• **DIRECTIONS FOR THIS TASK**:
From the entries that follow, copy each line containing the word "truck".

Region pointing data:
+ + + + +

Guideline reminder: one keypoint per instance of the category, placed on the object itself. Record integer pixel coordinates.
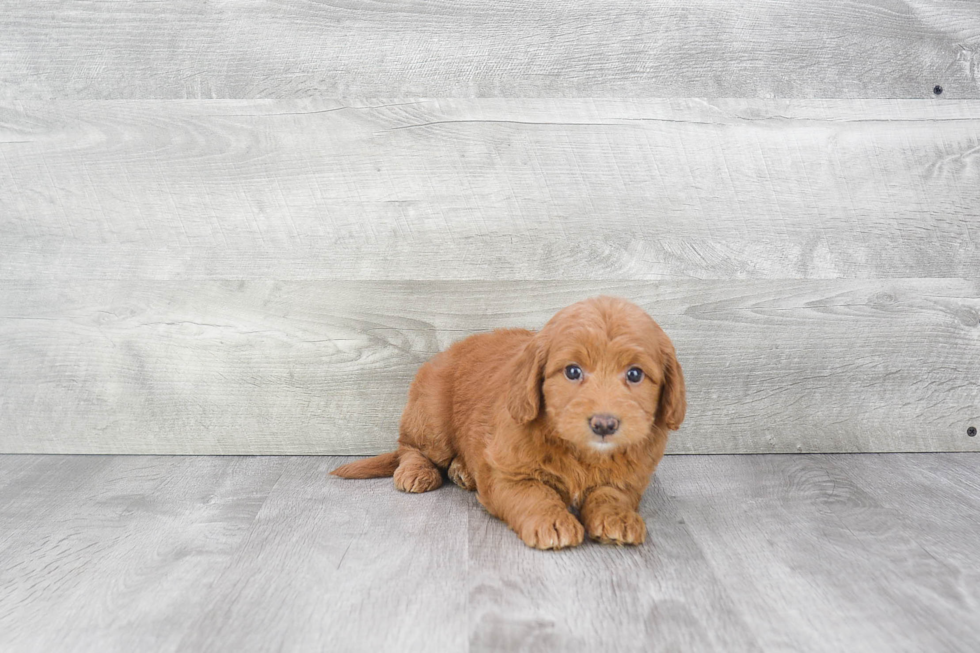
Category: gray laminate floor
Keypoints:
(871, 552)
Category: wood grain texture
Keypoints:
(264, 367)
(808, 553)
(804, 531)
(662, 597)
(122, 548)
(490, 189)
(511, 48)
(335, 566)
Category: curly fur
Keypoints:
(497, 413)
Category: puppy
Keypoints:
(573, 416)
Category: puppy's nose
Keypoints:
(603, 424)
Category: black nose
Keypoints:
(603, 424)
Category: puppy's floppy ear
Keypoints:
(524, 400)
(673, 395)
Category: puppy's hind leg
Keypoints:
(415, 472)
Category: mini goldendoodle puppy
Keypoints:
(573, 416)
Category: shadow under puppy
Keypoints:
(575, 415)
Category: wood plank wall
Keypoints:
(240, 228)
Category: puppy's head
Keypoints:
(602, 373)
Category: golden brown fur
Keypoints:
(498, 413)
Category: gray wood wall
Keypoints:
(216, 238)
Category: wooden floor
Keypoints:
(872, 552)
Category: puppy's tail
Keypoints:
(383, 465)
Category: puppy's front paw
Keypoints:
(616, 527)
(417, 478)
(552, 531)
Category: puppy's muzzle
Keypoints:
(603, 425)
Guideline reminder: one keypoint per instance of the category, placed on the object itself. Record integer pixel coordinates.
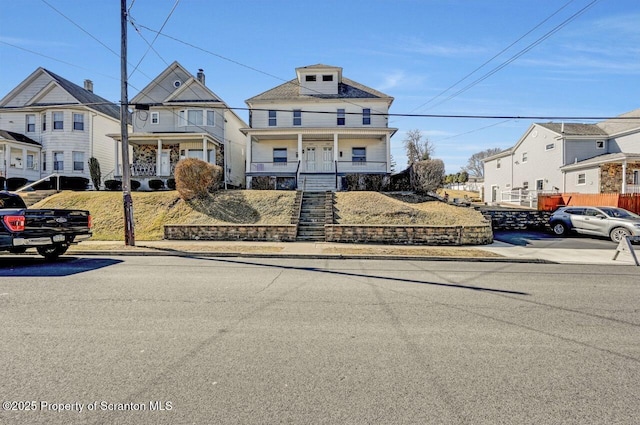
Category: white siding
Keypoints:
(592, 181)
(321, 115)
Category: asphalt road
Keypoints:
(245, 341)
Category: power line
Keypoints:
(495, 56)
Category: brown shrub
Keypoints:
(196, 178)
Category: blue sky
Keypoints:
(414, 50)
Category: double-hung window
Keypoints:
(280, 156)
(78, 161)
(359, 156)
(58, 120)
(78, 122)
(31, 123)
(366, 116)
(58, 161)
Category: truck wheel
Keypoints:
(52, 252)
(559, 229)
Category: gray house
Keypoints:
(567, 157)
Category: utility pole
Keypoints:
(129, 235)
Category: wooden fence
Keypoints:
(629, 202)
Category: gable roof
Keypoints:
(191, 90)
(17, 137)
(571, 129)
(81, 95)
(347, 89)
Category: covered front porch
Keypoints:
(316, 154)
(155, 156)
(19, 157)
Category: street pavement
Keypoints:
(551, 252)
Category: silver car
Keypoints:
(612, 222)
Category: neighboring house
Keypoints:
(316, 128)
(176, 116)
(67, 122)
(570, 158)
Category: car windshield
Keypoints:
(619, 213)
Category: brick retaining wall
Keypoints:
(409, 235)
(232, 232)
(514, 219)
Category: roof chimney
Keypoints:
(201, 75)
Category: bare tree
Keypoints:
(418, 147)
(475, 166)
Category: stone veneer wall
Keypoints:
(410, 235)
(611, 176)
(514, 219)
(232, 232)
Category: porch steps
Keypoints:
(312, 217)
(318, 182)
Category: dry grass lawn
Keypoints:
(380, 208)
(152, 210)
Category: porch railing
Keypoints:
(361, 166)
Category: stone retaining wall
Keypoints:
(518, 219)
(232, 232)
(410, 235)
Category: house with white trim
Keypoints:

+ + + + +

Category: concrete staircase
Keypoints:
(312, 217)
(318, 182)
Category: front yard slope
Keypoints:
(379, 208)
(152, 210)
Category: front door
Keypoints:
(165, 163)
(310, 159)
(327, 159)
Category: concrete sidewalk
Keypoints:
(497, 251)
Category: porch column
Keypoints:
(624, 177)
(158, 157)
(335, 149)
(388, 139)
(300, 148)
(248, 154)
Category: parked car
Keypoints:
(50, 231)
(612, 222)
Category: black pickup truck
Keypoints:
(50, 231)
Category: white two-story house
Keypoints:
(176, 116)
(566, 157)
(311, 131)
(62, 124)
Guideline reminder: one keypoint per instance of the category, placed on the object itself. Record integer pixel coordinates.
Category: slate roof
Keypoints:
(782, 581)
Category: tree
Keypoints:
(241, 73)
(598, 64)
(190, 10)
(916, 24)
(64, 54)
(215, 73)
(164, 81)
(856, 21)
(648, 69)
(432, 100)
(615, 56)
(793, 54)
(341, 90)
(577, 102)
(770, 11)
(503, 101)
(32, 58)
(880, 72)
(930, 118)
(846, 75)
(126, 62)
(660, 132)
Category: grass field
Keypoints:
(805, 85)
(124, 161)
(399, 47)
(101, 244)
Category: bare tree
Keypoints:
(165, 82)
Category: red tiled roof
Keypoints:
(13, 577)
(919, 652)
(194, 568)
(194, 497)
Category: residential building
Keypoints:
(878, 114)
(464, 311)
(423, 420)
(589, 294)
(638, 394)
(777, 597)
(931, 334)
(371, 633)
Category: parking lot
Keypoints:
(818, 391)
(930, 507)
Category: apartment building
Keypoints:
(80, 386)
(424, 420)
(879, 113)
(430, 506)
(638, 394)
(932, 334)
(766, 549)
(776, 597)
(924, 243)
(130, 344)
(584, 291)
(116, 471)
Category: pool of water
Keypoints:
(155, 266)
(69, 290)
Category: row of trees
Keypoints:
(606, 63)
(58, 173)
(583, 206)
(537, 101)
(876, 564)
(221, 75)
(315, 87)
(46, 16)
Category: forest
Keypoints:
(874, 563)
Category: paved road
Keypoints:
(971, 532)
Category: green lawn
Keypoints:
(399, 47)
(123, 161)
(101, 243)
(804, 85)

+ + + + +

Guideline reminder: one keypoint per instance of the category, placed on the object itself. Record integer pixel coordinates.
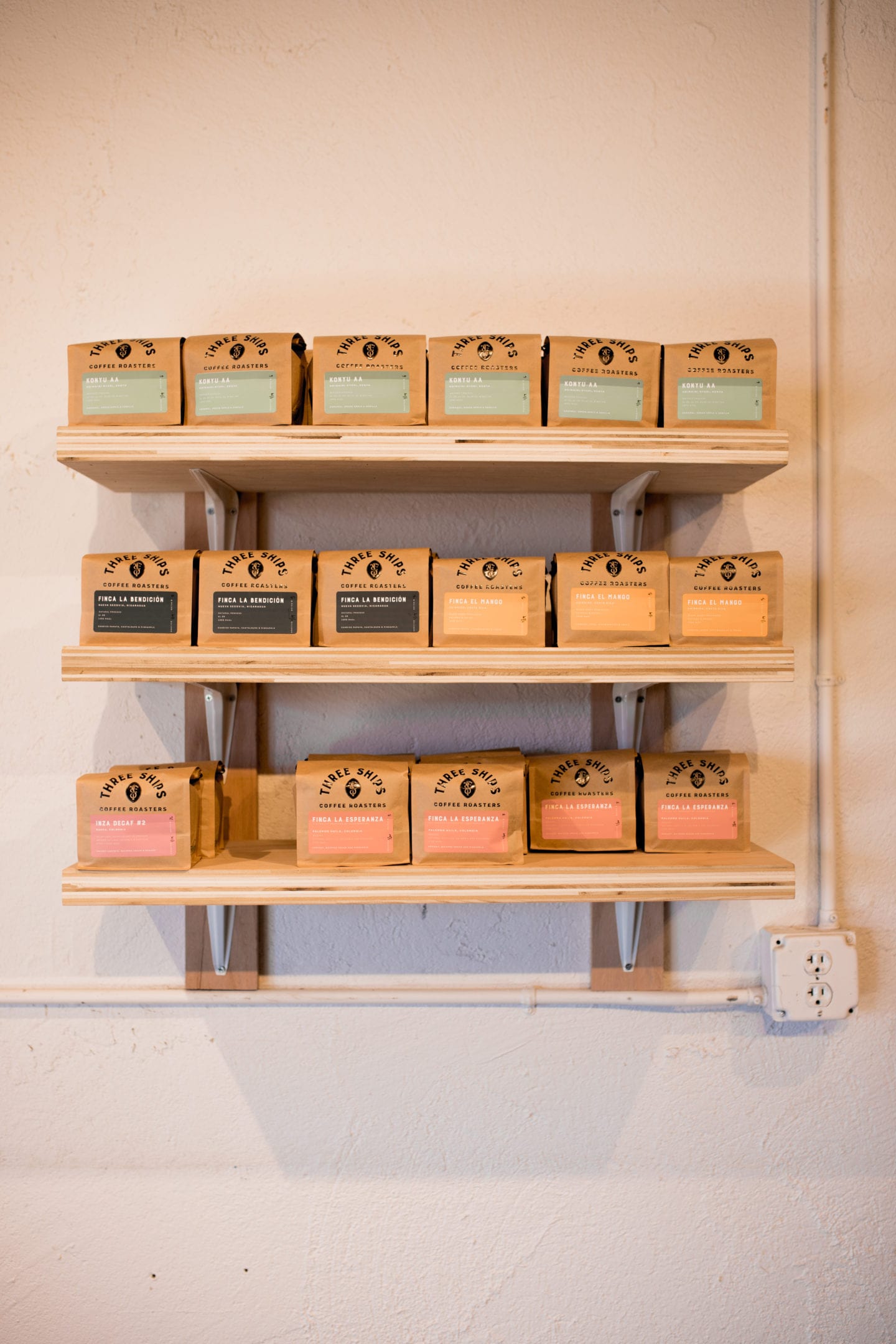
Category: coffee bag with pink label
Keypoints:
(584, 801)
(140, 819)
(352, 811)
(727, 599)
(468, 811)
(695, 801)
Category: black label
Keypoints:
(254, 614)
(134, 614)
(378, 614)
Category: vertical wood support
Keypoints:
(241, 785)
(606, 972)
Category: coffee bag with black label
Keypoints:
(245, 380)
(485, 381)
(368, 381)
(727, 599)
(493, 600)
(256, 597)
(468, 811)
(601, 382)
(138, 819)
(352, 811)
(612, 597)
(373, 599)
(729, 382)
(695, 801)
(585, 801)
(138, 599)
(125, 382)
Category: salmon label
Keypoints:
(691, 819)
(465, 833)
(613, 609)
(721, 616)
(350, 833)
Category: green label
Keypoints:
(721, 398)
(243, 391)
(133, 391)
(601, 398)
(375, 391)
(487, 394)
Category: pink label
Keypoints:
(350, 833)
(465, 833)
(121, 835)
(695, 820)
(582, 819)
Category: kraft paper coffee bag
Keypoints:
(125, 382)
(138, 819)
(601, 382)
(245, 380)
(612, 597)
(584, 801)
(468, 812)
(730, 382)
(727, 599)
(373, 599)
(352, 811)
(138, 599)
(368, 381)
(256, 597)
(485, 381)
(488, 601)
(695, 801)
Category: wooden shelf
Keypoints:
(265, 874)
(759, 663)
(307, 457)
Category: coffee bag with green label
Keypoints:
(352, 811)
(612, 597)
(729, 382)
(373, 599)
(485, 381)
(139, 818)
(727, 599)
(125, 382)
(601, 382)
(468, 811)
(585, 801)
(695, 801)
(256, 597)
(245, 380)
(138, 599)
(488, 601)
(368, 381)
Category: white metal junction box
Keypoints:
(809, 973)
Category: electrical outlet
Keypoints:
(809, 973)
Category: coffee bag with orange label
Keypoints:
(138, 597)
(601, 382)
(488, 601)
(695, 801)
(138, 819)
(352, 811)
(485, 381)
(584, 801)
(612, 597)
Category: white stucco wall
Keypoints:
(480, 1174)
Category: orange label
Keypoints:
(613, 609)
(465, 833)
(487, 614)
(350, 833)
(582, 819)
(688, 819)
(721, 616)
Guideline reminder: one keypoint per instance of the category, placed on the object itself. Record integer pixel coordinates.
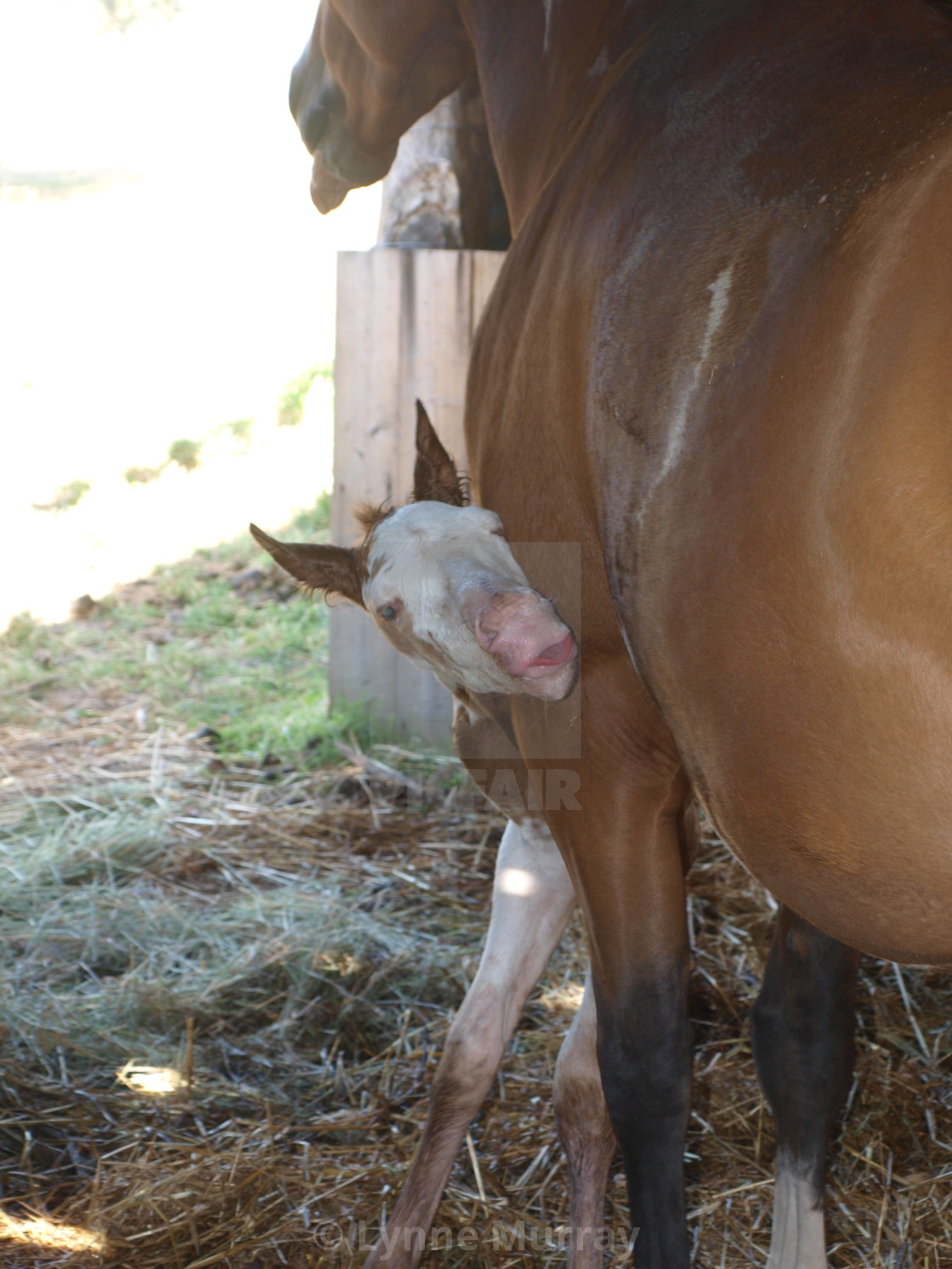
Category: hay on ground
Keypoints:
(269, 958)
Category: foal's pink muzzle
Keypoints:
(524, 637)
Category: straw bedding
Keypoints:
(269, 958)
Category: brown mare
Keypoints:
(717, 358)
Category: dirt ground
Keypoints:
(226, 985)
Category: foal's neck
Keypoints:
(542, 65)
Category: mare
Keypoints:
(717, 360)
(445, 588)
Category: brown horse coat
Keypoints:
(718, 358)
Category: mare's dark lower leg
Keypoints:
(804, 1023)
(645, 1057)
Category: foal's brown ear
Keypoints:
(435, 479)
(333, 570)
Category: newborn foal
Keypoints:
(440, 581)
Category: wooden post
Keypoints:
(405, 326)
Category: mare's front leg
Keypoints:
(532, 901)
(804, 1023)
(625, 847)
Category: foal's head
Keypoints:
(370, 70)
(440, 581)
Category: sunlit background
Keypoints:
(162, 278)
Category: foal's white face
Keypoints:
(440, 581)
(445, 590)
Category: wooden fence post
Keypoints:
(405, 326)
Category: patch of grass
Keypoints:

+ + + + +

• **ANSWER SPACE**:
Category: truck wheel
Category: black pickup truck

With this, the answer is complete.